Now we call clang with:

clang++ -fgpu-rdc --offload-new-driver test.ll test.cpp \
		-L${LLVM_PATH}/lib/ -lmlir_cudart_runtime -lcudart \
		-O3 -o test.exe

Simplifying a bit the process what clang is doing is:

clang <...> "-o" "test.s" "-x" "ir" "test.ll"
clang <...> "-o" "test.o" "test.s"
clang <...> "-o" "main.o" "-x" "c++" "main.cpp"
clang-linker-wrapper <...> "-o" "test.exe" <...> "test.o" "main.o" <...>

The key step for us happens in clang-linker-wrapper, here clang will unpack the binary blob with our device bitcodes, and will start:

  1. Linking bitcode.
  2. Perform further optimization, including LTO.
  3. Generating ptx.
  4. Calling ptxas.
  5. Calling cubin.
  6. Calling nvlink.
  7. Calling fatbinary
  8. Adding kernel registration code, as this method uses the cuda runtime.
  9. Linking everything up to get test.exe.

One important thing to mention is that the binary blob contains all the info required by clang, including, triple, arch, offloading kind, and that the blob is bitcode.

Comparison with the current pipeline

The current pipeline has no optimization for the cuda backend (there's no IR optimization and no ptx optimization), there's no linking in general so no libdevice. On the AMD side, it hard codes several globals like the ABI version to 400 (500 is already out there), and other variables, which adds constrains to the generated code, there's no fast math, and not general linking. Many of these shortcomings can be addressed by re-implementing the current pipeline using mlir/lib/Dialect/GPU/Transforms/GpuToDeviceObjectCommon.h.

This new pipeline provides extensibility, more optimization opportunities, LTO, device linking, removing the need for requiring libcuda or the cuda toolkit at building, or at runtime, as it moves all the burden of generating actual device code to clang, AMDPU fast math. The drawbacks of this pipeline are: no JIT, requires a compatible clang as it must be able to understand the IR produced by MLIR, and until clang extends the new driver to other platforms, there's only Linux support for generating executables.

mlir/include/mlir/Dialect/GPU/Transforms/Passes.td
46

I'll add that to the docs, but just that we're all in the same page, I'll explain with an example why is need it.

gpu.module @module_1 {
    func.func @bar() {
      return
    }
}
gpu.module @module_2 {
    func.func @bar() {
      return
    }
}

Clang in this case will link these into a single bitcode file having all offloading code. Thus one of module_1::bar or module_2::bar is going to get removed, which is a problem if they are different.

53

The reason I added these here is because they provide similar functionality to that of gpu-to-cubin, and those passes are implemented in the Transforms folder. I have no issue with moving them to Conversions.

80

To be honest I was also confused, but several passes in this file listed it as a dependency, so I didn't want to diverge:

https://github.com/llvm/llvm-project/blob/main/mlir/include/mlir/Dialect/GPU/Transforms/Passes.td#L17

However, I must have misinterpreted the reason for those. I'll remove that dependency.

mlir/lib/Conversion/GPUCommon/GPUToLLVMConversion.cpp
78

You're right, I'll change them to use StringLitteral.

Stated exercise A -
Answer these questions about the GPU pipeline discussion:
(i) In which tool does the key step happen?
(ii) On the AMD side, what ABI version does the current pipeline hard-code?
(iii) Until clang extends the new driver to other platforms, which platform is the only one supported for generating executables?
Stated exercise B -
Duplicate the part of the GPU pipeline discussion from "2. Perform further" to "the cuda runtime.".
Stated exercise C -
Write the next part of the GPU pipeline discussion, picking up after its last sentence.

Region segmentation data

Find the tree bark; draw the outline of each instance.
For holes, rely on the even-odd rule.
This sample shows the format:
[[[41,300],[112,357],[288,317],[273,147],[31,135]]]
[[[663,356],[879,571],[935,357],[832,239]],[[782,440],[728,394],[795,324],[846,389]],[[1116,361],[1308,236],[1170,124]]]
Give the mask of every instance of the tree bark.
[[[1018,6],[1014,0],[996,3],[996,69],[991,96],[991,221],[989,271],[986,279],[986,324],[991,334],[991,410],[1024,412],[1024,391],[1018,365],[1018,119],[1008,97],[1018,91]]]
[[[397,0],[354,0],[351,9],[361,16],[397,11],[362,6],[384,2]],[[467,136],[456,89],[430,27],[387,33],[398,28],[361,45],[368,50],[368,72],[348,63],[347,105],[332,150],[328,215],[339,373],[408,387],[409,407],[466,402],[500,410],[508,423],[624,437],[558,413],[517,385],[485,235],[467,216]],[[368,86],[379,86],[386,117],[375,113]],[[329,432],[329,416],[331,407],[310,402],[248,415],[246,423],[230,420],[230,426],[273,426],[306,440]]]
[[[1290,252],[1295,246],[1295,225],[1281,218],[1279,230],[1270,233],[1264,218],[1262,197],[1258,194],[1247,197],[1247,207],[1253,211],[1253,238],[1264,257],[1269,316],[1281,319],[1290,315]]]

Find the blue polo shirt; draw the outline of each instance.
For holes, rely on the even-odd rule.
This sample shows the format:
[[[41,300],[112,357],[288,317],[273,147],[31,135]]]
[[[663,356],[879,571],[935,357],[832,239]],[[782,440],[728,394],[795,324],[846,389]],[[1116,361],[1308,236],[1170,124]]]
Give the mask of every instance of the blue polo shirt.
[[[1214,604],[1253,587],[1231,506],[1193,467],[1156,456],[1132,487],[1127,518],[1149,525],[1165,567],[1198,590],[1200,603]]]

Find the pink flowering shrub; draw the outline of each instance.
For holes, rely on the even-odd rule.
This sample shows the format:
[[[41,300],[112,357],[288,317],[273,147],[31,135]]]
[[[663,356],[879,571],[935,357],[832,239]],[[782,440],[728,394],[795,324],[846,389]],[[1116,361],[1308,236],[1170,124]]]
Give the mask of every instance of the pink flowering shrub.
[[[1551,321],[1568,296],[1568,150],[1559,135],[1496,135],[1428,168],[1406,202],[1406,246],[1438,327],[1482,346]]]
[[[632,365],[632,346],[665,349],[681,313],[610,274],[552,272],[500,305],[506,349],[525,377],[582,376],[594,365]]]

Written response A -
(i) clang-linker-wrapper
(ii) 400
(iii) Linux

Written response B -
2. Perform further optimization, including LTO.
  3. Generating ptx.
  4. Calling ptxas.
  5. Calling cubin.
  6. Calling nvlink.
  7. Calling fatbinary
  8. Adding kernel registration code, as this method uses the cuda runtime.

Written response C -
545

This function is called only once per LaunchFuncOp in line 697 of this file. I didn't worry too much because the existing conversion pattern (pre patch) already does a similar call:
https://github.com/llvm/llvm-project/blob/main/mlir/lib/Conversion/GPUCommon/GPUToLLVMConversion.cpp#L800
So no overhead was added beyond the already existing pre patch. But I guess I could try to fix that for both cases.

713

We could, but we would stop handling cases like:

module {
  my.module {
    gpu.module {
    }
  }
}

We could say it's a precondition for this pass and assume that the above never occurs.

734

Will add that.

766

Will change it.

mlir/lib/Dialect/GPU/Transforms/GpuToDeviceObjectCommon.h
46

This is the class that would help re-implement the existing gpu serialization pipeline, as it handles translating down to bitcode, linking, optimization, and creating a binary object, so a child class needs to implement only certain methods . The reason I used CRTP, is because inside the class I call pass functions:
getOperation, signalPassFailure, so it made sense to me to have this way, also in the run method I use getDerived().<func> to handle the inheritance bit. However I guess I can lower the size of the class by moving part of the code to a cpp.

264

I was intending to also trash the buffer binaryData asap, but forgot to flush.

mlir/lib/Dialect/GPU/Transforms/NameMangling.cpp
107

The problem is that as far as I know the current implementation handles renaming only flat symbols:
https://mlir.llvm.org/doxygen/classmlir_1_1SymbolTable.html#a256c12869c03f20d4d1a122ec02eb417

And in this case I'm renaming <symbol> in <gpu_module>::<symbol>. But I could be missing something.

114

No, as this pass needs to update also LaunchFuncOps with the new symbol name, which is located outside the GPUModule.

Full break down of the compilation process

To make things easier, I'll attach files to show the changes after each step.

Fantastic, thanks a lot for this!

  1. We translate test_llvm.mlir via mlir-translate to LLVM IR to obtain test.ll .

...

The key step for us happens in clang-linker-wrapper, here clang will unpack the binary blob with our device bitcodes, and will start:

  1. Linking bitcode.
  2. Perform further optimization, including LTO.
  3. Generating ptx.
  4. Calling ptxas.
  5. Calling cubin.
  6. Calling nvlink.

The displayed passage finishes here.